**Source material**

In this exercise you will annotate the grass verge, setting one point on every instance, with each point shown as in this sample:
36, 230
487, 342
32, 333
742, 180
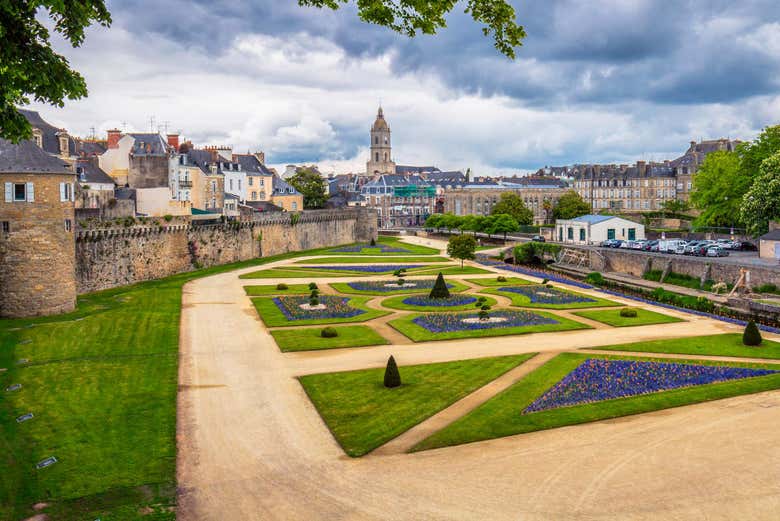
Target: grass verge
406, 326
310, 339
501, 416
612, 317
363, 414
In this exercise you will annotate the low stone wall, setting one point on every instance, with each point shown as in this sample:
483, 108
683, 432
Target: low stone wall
120, 255
638, 263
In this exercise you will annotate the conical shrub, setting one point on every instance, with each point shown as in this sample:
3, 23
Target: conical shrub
751, 336
392, 376
439, 289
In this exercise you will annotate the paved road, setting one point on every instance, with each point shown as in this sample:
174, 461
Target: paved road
252, 447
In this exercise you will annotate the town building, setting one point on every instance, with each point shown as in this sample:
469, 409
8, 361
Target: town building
37, 223
595, 229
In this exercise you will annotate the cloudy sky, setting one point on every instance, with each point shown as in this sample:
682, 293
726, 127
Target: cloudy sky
596, 81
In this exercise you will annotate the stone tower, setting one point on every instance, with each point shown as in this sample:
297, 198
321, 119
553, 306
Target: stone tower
381, 159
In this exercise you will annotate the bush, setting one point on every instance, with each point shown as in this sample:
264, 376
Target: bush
439, 289
392, 376
751, 336
595, 278
329, 332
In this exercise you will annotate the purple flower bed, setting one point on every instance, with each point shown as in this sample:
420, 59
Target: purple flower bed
449, 322
382, 285
545, 295
454, 300
595, 380
384, 248
377, 268
337, 307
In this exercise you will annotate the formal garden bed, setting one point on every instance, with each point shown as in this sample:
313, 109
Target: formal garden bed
384, 412
311, 338
391, 287
641, 317
569, 390
296, 310
446, 326
549, 297
425, 303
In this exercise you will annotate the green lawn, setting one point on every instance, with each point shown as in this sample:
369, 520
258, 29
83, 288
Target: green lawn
416, 333
343, 287
270, 289
397, 303
102, 385
309, 338
525, 302
371, 260
392, 242
510, 281
273, 317
362, 414
712, 345
501, 416
612, 317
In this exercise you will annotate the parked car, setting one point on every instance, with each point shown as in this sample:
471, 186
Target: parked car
716, 251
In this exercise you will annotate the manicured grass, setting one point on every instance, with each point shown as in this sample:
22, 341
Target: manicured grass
343, 287
419, 334
102, 385
501, 416
370, 260
525, 302
712, 345
510, 281
448, 270
270, 289
612, 317
397, 303
362, 414
412, 249
310, 339
273, 317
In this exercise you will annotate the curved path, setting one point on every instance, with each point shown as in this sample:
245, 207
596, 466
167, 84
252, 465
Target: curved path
252, 447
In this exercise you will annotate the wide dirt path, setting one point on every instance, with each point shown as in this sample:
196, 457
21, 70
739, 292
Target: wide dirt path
252, 447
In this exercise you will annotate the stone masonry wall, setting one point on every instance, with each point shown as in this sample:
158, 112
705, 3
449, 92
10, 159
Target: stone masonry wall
118, 256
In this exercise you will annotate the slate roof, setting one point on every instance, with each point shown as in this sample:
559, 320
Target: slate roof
27, 157
89, 172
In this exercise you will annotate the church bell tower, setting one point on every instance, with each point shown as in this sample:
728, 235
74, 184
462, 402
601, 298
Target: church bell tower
381, 159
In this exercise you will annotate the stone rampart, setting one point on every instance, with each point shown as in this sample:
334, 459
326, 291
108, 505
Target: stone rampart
120, 255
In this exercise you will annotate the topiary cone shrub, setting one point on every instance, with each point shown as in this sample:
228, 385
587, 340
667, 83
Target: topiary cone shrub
751, 336
392, 376
329, 332
439, 289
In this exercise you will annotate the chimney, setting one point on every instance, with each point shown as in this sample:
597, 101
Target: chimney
114, 135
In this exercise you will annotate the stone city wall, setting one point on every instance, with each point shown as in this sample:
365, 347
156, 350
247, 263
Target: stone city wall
110, 257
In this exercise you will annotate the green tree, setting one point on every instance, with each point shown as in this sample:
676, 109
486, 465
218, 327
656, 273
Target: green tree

**Set exercise**
Put every line of the material above into a JSON list of strings, one string per line, skipping blank lines and leaving out the pictures.

**Output for this exercise**
[
  "In this exercise you will annotate the grass verge, setting one point on every instance, with each point shown as in this sample:",
  "36, 230",
  "487, 342",
  "32, 333",
  "742, 180",
  "Target: grass verge",
  "406, 326",
  "310, 339",
  "501, 416",
  "612, 317",
  "363, 414",
  "In this exercise you will annotate the low stone wall, setting one point on every instance, with each point shown as in this sample:",
  "483, 108",
  "683, 432",
  "Target: low stone wall",
  "120, 255",
  "638, 263",
  "In this exercise you will annotate the conical shrub, setting one point on every instance, with each point shown as in this sample:",
  "3, 23",
  "Target: conical shrub",
  "751, 336",
  "392, 376",
  "439, 289",
  "In this exercise you will annotate the paved road, setting one point on every instance, with each point shown as in this sample:",
  "174, 461",
  "Target: paved road",
  "252, 447",
  "In this exercise you will annotate the town building, setting one point on every instance, with each point shown as in this sample:",
  "469, 409",
  "8, 361",
  "Target: town building",
  "37, 223",
  "595, 229",
  "In this exercise you will annotate the cloudy sky, setting one point on every instance, with each point shown as in this sample:",
  "682, 293",
  "726, 127",
  "Target: cloudy sky",
  "596, 81",
  "In this exercise you will annotate the stone tower, setting one point on every instance, with each point shown as in this sample:",
  "297, 198",
  "321, 119",
  "553, 306",
  "Target: stone tower",
  "381, 159",
  "In this exercise you will annotate the bush, setting one point on every instance, with each point shown as in this sample:",
  "264, 376",
  "Target: bush",
  "439, 289",
  "392, 376",
  "751, 336",
  "595, 278",
  "329, 332",
  "In this exercise you will annotate the purple flower bed, setting one point on every instance, with each point shown as in this sample:",
  "420, 59",
  "Target: purple flower bed",
  "449, 322",
  "382, 285",
  "545, 295",
  "454, 300",
  "595, 380",
  "384, 248",
  "377, 268",
  "337, 307",
  "In this exercise you will annotate the formal garden bed, setting one point on every instance, with each point shown as in this sample:",
  "313, 109",
  "Target: formal garden bed",
  "384, 412",
  "311, 338",
  "391, 287",
  "641, 317",
  "569, 390",
  "296, 310",
  "446, 326",
  "549, 297",
  "425, 303",
  "In this exercise you will annotate the green lawn, setting one point on every instance, with each point shown as in this sample:",
  "369, 520",
  "258, 29",
  "83, 288",
  "Target: green lawn",
  "416, 333",
  "343, 287",
  "270, 289",
  "397, 303",
  "102, 385",
  "309, 338",
  "525, 302",
  "371, 260",
  "392, 242",
  "510, 281",
  "273, 317",
  "362, 414",
  "712, 345",
  "501, 416",
  "612, 317",
  "In this exercise you will annotate the parked car, setting one point on every instance, with each point shown as in this sample:",
  "471, 186",
  "Target: parked car",
  "716, 251",
  "In this exercise you will annotate the manicured grass, setting one point on every instance, with each point shown as in this sample:",
  "22, 341",
  "Target: manicured grass",
  "343, 287",
  "419, 334",
  "102, 385",
  "501, 416",
  "370, 260",
  "525, 302",
  "712, 345",
  "510, 281",
  "448, 270",
  "270, 289",
  "612, 317",
  "397, 303",
  "362, 414",
  "412, 249",
  "310, 339",
  "273, 317",
  "In this exercise you will annotate the curved path, setting one point on every instance, with each point shown as in this sample:",
  "245, 207",
  "596, 466",
  "167, 84",
  "252, 465",
  "Target: curved path",
  "252, 447",
  "In this exercise you will annotate the wide dirt path, setting one point on every instance, with each point shown as in this sample:",
  "196, 457",
  "21, 70",
  "739, 292",
  "Target: wide dirt path",
  "252, 447",
  "In this exercise you will annotate the stone masonry wall, setting one point on every instance, with each point shown as in this sample:",
  "158, 112",
  "705, 3",
  "449, 92",
  "10, 159",
  "Target: stone masonry wall",
  "118, 256",
  "In this exercise you will annotate the slate roof, setting one point on every instance, with each point shown as in this sample:",
  "559, 320",
  "Target: slate roof",
  "27, 157",
  "89, 172",
  "In this exercise you will annotate the church bell tower, setting one point on every instance, with each point shown as in this sample:",
  "728, 235",
  "74, 184",
  "462, 402",
  "601, 298",
  "Target: church bell tower",
  "381, 159",
  "In this exercise you will annotate the stone rampart, setting one point on every instance, with each point shown as in this sample:",
  "334, 459",
  "326, 291",
  "108, 505",
  "Target: stone rampart",
  "120, 255",
  "In this exercise you will annotate the topiary cone shrub, setting one point on every instance, with each point shown as in this sample:",
  "228, 385",
  "587, 340",
  "667, 83",
  "Target: topiary cone shrub",
  "751, 336",
  "392, 376",
  "329, 332",
  "439, 289",
  "In this exercise you will annotate the chimney, setting one point on every instance, with each point shown as in this sample:",
  "597, 101",
  "Target: chimney",
  "114, 135",
  "In this exercise you will annotate the stone city wall, setting one point on every instance, with each point shown as in this sample:",
  "365, 347",
  "156, 350",
  "247, 263",
  "Target: stone city wall",
  "110, 257",
  "In this exercise you will annotate the green tree, setting one point on every instance, with each point shown as in this sample:",
  "676, 109",
  "486, 465",
  "218, 327",
  "656, 273",
  "Target: green tree"
]